◆ EXCERPT TO READ:
※
Creating entirely new characters rather than adapting an existing tale is absolutely the right choice. Doing so allows the film to be set in the same universe as the games without the risk of contradicting established events, and doesn’t rule out a crowd-pleasing Ezio cameo (technically he is stabbing his way around the continent at about the same time…). And as ‘cinematic’ as the games aspire to be, the film needs to do something different if it hopes to succeed.
With Ubisoft establishing its own motion picture division to oversee Assassin’s Creed (along with in-development flicks Splinter Cell, Ghost Recon and Watch Dogs), expect the film to remain faithful to the games. But crucially Ubisoft Motion Pictures CEO Jean Julien Baronnet recognises that the movie needs to blaze its own trail. In particular Baronnet has hinted that there will be a more even split between historical and present day sections. “Assassin’s was complicated to develop, because you’re working with two time periods, one contemporary and one historical,” Baronnet says. “Generally in a film, you only have one hero. And with the link between the past and the present, you can’t have one of the stories taking precedence over the other.”
※
◆ TASKS AND EXERCISES:
1. In the passage on the Assassin's Creed film, which other films does Ubisoft's motion picture division have in development?
2. Echo the passage on the Assassin's Creed film, starting with "Creating entirely new" and going on through "hopes to succeed.".

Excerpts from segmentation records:
※
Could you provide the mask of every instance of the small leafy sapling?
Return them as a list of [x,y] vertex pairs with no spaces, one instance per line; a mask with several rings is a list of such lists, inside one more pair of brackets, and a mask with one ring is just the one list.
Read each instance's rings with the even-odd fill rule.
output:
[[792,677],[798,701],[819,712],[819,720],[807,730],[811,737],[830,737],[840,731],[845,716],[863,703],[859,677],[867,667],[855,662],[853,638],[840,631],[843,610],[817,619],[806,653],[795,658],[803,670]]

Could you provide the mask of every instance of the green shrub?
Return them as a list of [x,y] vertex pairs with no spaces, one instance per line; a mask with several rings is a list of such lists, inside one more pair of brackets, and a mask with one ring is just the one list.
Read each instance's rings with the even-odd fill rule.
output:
※
◆ THE RESPONSES:
1. Splinter Cell, Ghost Recon and Watch Dogs.

2.
Creating entirely new characters rather than adapting an existing tale is absolutely the right choice. Doing so allows the film to be set in the same universe as the games without the risk of contradicting established events, and doesn’t rule out a crowd-pleasing Ezio cameo (technically he is stabbing his way around the continent at about the same time…). And as ‘cinematic’ as the games aspire to be, the film needs to do something different if it hopes to succeed.